→ **Provided text**
· · · · · · ·
1944 Tipperary Senior Hurling Championship
- Dates: 1 October – 22 October 1944
- Teams: 4
- Champions: Thurles Sarsfields (14th title) John Maher (captain)
- Runners-up: Kilrunae MacDonaghs

Tournament statistics
- Matches played: 3
- Goals scored: 22 (7.33 per match)
- Points scored: 26 (8.67 per match)

= 1944 Tipperary Senior Hurling Championship =

Annual hurling competition season

The 1944 Tipperary Senior Hurling Championship was the 53rd staging of the Tipperary Senior Hurling Championship since its establishment by the Tipperary County Board in 1887. The championship ran from 1 October to 22 October 1944.

Éire Óg Annacarty were the defending champions.
· · · · · · ·
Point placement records
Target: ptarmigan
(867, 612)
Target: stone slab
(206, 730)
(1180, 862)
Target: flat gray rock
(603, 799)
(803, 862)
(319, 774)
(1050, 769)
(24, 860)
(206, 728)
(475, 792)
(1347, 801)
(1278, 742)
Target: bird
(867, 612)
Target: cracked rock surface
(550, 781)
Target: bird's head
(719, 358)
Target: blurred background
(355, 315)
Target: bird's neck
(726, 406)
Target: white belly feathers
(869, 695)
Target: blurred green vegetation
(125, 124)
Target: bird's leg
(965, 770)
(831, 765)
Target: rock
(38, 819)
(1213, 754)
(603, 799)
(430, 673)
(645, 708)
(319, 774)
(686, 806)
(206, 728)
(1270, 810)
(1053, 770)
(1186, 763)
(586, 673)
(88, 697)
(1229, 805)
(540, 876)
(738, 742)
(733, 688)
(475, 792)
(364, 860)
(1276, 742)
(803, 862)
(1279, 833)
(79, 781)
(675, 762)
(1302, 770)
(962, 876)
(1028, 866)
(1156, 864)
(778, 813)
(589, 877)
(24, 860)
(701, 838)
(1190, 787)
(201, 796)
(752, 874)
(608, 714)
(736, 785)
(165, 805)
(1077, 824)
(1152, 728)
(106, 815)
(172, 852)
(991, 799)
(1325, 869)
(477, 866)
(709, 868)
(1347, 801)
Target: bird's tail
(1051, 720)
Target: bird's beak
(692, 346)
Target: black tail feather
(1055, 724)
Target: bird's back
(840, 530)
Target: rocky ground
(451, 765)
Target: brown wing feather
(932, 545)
· · · · · · ·
In the 1944 Tipperary hurling championship text, which club were the defending champions?

→ **Output of the task**
Éire Óg Annacarty